Entries supplied:
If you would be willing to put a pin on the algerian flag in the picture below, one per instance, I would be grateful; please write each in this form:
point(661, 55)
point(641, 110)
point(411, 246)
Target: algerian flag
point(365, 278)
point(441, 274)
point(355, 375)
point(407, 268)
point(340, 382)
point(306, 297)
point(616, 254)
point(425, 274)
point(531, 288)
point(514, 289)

Assigned task:
The line with "point(661, 55)", the last line of the data above, and every line between them should be duplicated exactly, with nothing else.

Solution:
point(661, 55)
point(641, 110)
point(411, 246)
Target: algerian flag
point(365, 278)
point(441, 274)
point(355, 375)
point(407, 268)
point(340, 382)
point(306, 297)
point(616, 254)
point(425, 274)
point(531, 288)
point(514, 289)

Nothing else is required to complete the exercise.